**TRECHO DO TEXTO**
####################

Os EUA caminham para uma guerra comercial com a China?
O principal interesse de Trump na China continua sendo o enorme superávit comercial bilateral com os EUA. Trump afirmou que imporá tarifas significativas contra Pequim e contra países terceiros pelos quais produtos fabricados na China entram nos EUA. O presidente eleito diz que essa estratégia trará mais produção e empregos de volta aos EUA. Ele pode não cumprir a ameaça de tarifas de 60% sobre a China, mas é provável que não esteja apenas blefando. Por enquanto, parece que a China responderá com medidas recíprocas, mesmo que isso desacelere ainda mais o já lento crescimento econômico do país.
Há uma possível saída para essa escalada da guerra comercial: o novo conselheiro de Trump, o magnata da tecnologia Elon Musk, disse a autoridades chinesas que pode intermediar melhores relações com o presidente eleito. Dado o interesse de Musk em expandir a participação de mercado da Tesla e de seus empreendimentos de inteligência artificial na China, ele tem todos os motivos para tentar conquistar novos aliados em Pequim. Existe um acordo a ser feito aqui. Trump não é inflexível em relação à tecnologia e talvez possa ceder em questões como controles de exportação que atualmente bloqueiam a venda de semicondutores para a China — para marcar pontos em áreas econômicas que lhe interessam mais.
No entanto, é mais provável que as relações EUA-China piorem em 2025. Trump parece comprometido com sua abordagem rígida sobre tarifas, popular entre seus principais conselheiros comerciais, republicanos no Congresso e grande parte de sua base política.

####################

**CONJUNTO DE DADOS**
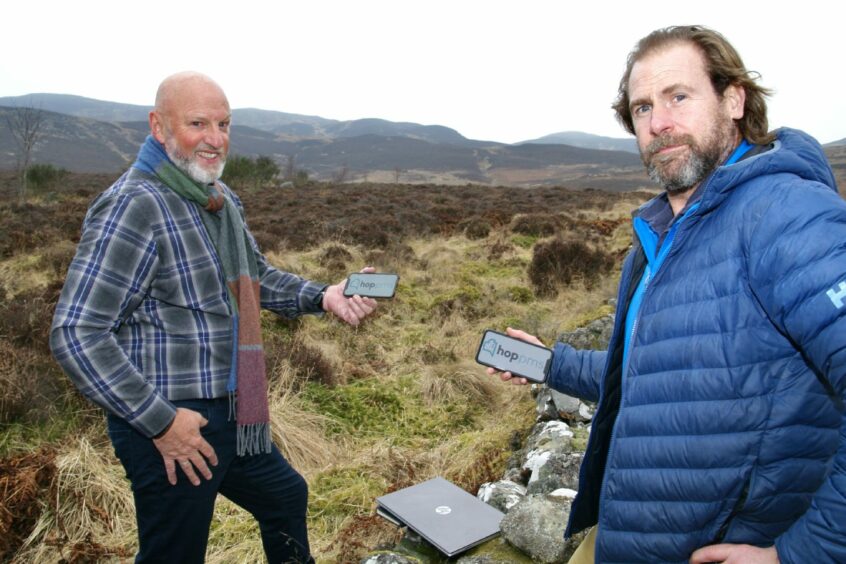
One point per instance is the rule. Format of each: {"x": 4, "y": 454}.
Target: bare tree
{"x": 25, "y": 124}
{"x": 290, "y": 167}
{"x": 341, "y": 175}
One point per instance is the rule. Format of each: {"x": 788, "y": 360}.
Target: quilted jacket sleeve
{"x": 576, "y": 372}
{"x": 797, "y": 268}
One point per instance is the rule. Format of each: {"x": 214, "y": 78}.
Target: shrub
{"x": 44, "y": 177}
{"x": 475, "y": 228}
{"x": 25, "y": 319}
{"x": 535, "y": 224}
{"x": 334, "y": 259}
{"x": 558, "y": 263}
{"x": 244, "y": 172}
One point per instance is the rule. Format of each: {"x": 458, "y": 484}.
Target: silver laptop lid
{"x": 442, "y": 513}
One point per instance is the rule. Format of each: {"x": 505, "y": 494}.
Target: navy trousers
{"x": 174, "y": 521}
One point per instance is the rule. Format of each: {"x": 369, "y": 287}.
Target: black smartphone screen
{"x": 371, "y": 285}
{"x": 508, "y": 354}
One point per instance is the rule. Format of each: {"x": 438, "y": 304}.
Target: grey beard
{"x": 190, "y": 167}
{"x": 697, "y": 167}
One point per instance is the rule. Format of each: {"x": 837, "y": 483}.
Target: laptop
{"x": 451, "y": 519}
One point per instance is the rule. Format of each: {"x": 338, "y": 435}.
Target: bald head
{"x": 191, "y": 119}
{"x": 185, "y": 86}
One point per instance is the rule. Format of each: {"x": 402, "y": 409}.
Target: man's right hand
{"x": 183, "y": 445}
{"x": 522, "y": 335}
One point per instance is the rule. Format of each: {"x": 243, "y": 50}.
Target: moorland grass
{"x": 359, "y": 411}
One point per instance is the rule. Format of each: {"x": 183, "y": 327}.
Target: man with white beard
{"x": 158, "y": 323}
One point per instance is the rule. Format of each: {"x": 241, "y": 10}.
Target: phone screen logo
{"x": 494, "y": 348}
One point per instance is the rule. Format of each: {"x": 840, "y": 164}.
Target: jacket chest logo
{"x": 837, "y": 297}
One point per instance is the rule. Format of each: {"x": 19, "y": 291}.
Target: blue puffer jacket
{"x": 727, "y": 425}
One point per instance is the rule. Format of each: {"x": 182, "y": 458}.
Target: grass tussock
{"x": 358, "y": 411}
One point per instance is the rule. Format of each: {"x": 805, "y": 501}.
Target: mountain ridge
{"x": 88, "y": 135}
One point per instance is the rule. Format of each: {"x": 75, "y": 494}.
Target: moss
{"x": 520, "y": 294}
{"x": 340, "y": 492}
{"x": 375, "y": 408}
{"x": 585, "y": 319}
{"x": 580, "y": 438}
{"x": 524, "y": 241}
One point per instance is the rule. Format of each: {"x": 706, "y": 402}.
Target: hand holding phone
{"x": 371, "y": 285}
{"x": 520, "y": 358}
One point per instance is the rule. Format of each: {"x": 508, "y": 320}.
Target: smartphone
{"x": 508, "y": 354}
{"x": 371, "y": 285}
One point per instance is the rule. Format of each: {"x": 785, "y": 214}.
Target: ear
{"x": 734, "y": 98}
{"x": 157, "y": 128}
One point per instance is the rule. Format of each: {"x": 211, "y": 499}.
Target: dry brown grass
{"x": 440, "y": 413}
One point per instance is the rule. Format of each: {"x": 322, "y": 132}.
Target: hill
{"x": 588, "y": 141}
{"x": 85, "y": 135}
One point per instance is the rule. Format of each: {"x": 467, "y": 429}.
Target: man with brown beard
{"x": 719, "y": 434}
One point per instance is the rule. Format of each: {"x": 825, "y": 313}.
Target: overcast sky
{"x": 495, "y": 70}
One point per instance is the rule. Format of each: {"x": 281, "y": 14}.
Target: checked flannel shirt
{"x": 144, "y": 315}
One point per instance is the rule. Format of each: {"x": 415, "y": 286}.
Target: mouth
{"x": 207, "y": 155}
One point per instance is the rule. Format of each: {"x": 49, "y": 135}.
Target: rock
{"x": 388, "y": 558}
{"x": 550, "y": 435}
{"x": 503, "y": 495}
{"x": 495, "y": 551}
{"x": 536, "y": 527}
{"x": 558, "y": 470}
{"x": 545, "y": 406}
{"x": 571, "y": 409}
{"x": 594, "y": 336}
{"x": 564, "y": 493}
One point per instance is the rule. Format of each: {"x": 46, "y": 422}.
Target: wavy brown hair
{"x": 724, "y": 67}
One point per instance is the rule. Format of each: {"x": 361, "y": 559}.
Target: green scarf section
{"x": 247, "y": 383}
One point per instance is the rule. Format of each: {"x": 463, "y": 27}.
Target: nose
{"x": 660, "y": 119}
{"x": 215, "y": 136}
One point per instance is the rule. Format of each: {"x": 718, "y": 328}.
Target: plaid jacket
{"x": 144, "y": 316}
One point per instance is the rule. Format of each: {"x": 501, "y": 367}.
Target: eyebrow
{"x": 666, "y": 90}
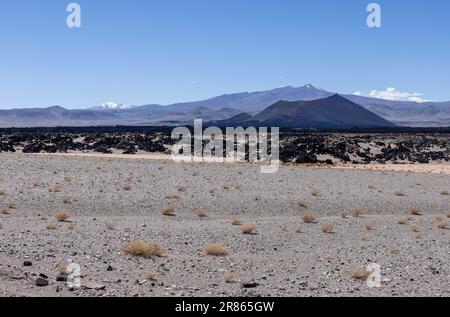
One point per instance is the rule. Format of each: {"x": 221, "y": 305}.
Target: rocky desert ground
{"x": 140, "y": 227}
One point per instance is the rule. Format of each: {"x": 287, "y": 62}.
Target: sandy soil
{"x": 285, "y": 256}
{"x": 435, "y": 168}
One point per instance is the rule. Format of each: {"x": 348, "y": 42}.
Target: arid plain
{"x": 140, "y": 227}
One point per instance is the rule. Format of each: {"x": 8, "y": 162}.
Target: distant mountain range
{"x": 289, "y": 105}
{"x": 332, "y": 112}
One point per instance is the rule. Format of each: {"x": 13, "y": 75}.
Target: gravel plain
{"x": 114, "y": 201}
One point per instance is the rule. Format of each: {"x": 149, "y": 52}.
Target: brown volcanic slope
{"x": 332, "y": 112}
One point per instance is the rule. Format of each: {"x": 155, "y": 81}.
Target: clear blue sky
{"x": 163, "y": 51}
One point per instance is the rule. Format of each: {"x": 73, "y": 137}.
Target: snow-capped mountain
{"x": 114, "y": 106}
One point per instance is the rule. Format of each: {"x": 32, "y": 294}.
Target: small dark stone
{"x": 62, "y": 278}
{"x": 250, "y": 284}
{"x": 41, "y": 282}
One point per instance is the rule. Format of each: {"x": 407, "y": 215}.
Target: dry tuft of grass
{"x": 110, "y": 226}
{"x": 356, "y": 213}
{"x": 168, "y": 211}
{"x": 308, "y": 217}
{"x": 62, "y": 216}
{"x": 369, "y": 226}
{"x": 236, "y": 222}
{"x": 248, "y": 229}
{"x": 143, "y": 249}
{"x": 402, "y": 221}
{"x": 327, "y": 228}
{"x": 393, "y": 251}
{"x": 181, "y": 189}
{"x": 68, "y": 179}
{"x": 51, "y": 226}
{"x": 67, "y": 200}
{"x": 55, "y": 189}
{"x": 150, "y": 276}
{"x": 229, "y": 277}
{"x": 4, "y": 211}
{"x": 201, "y": 212}
{"x": 415, "y": 228}
{"x": 359, "y": 273}
{"x": 231, "y": 186}
{"x": 416, "y": 212}
{"x": 303, "y": 205}
{"x": 71, "y": 226}
{"x": 215, "y": 250}
{"x": 62, "y": 267}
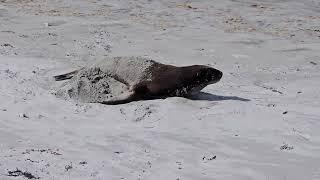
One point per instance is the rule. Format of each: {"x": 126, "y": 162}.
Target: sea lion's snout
{"x": 211, "y": 75}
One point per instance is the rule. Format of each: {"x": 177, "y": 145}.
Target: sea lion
{"x": 124, "y": 79}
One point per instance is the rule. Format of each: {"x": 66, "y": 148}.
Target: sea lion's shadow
{"x": 211, "y": 97}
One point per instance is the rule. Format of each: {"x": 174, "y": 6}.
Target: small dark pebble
{"x": 68, "y": 167}
{"x": 7, "y": 45}
{"x": 83, "y": 162}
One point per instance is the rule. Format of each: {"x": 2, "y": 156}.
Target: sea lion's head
{"x": 208, "y": 75}
{"x": 199, "y": 76}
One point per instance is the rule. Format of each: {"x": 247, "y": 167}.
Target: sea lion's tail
{"x": 62, "y": 77}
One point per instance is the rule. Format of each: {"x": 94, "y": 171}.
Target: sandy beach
{"x": 261, "y": 121}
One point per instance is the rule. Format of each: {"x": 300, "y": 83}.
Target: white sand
{"x": 261, "y": 121}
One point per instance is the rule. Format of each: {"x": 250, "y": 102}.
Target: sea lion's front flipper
{"x": 65, "y": 76}
{"x": 121, "y": 99}
{"x": 62, "y": 77}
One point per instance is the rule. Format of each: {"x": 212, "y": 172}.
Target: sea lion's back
{"x": 131, "y": 69}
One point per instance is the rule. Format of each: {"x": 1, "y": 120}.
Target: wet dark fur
{"x": 167, "y": 81}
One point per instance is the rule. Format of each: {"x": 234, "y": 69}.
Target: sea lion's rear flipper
{"x": 62, "y": 77}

####################

**TAREFAS A FAZER**
• a. Diga se cada afirmação combina com o texto sobre a guerra comercial entre EUA e China, respondendo sim ou não e citando as palavras do texto que decidem: (i) Trump ameaçou impor tarifas de 60% sobre a China; (ii) a China deve evitar reagir para não frear seu crescimento; (iii) o texto acha mais provável que as relações entre EUA e China melhorem em 2025.
• b. Segundo o texto sobre a guerra comercial entre EUA e China, por que Elon Musk tem motivos para buscar novos aliados em Pequim? Responda em uma a três frases.
• c. Continue o texto sobre a guerra comercial entre EUA e China a partir do ponto em que ele termina.

**RESPOSTAS ESPERADAS**
• a.
(i) Sim: "Ele pode não cumprir a ameaça de tarifas de 60% sobre a China".
(ii) Não: "parece que a China responderá com medidas recíprocas, mesmo que isso desacelere ainda mais o já lento crescimento econômico do país".
(iii) Não: "No entanto, é mais provável que as relações EUA-China piorem em 2025."

• b. Musk quer aumentar a participação de mercado da Tesla na China. Ele também quer expandir lá seus negócios de inteligência artificial. Por isso tem todos os motivos para conquistar novos aliados em Pequim.

• c.
Além disso, Trump provavelmente não lidará com as relações com Taiwan de forma tão cuidadosa quanto o presidente Biden, e Pequim não hesitará em reagir quando o tema for Taiwan. É provável que as relações EUA-China piorem significativamente em 2025, com efeitos preocupantes sobre a já enfraquecida economia chinesa.
A Europa permanecerá unida em relação à Ucrânia?
Na guerra da Rússia contra a Ucrânia, Trump promete acabar rapidamente com as mortes. Para isso, ele precisará de influência tanto com Kiev quanto com Moscou. A fonte de poder de Trump sobre o presidente ucraniano Volodmir Zelenski é clara: sem apoio contínuo dos EUA, as armas e munições da Ucrânia acabarão no início do próximo ano. Não será fácil para Zelenski oferecer à Rússia o controle de fato de terras ucranianas ocupadas em troca de paz, mas suas forças não conseguem sustentar o combate sem apoio ativo do governo Trump.
É muito menos claro o que Trump pode oferecer para influenciar Vladimir Putin. O presidente russo não se tem deixado convencer facilmente por pedidos dos EUA e insiste que o tempo está a seu favor na Ucrânia. Mas, se Putin receber concessões que lhe permitam reivindicar vitória e reduzir o isolamento da Rússia em relação ao Ocidente, ele pode ser persuadido a fazer um acordo que fique aquém de seus objetivos previamente declarados.
O destino da Ucrânia é muito mais importante para a maioria dos europeus do que para qualquer pessoa em Washington, e os aliados americanos da Otan temem que Trump não compartilhe sua estratégia em relação à Ucrânia com eles, deixando-os para descobrir os planos pelos jornais.
Se Trump pressionar Kiev em direção a algo que pareça uma rendição, a Polônia, os Estados bálticos e os países nórdicos se sentirão diretamente ameaçados pela Rússia. Mas, enquanto a invasão russa se aproxima do fim de seu terceiro ano, a Europa está inegavelmente cansada da guerra. Viktor Orbán, da Hungria, e outros políticos de direita em toda a Europa desejam relações normalizadas com Moscou. Mesmo em países que prometeram apoio duradouro a Kiev, como a Alemanha, o custo dessa política já é alto e está aumentando.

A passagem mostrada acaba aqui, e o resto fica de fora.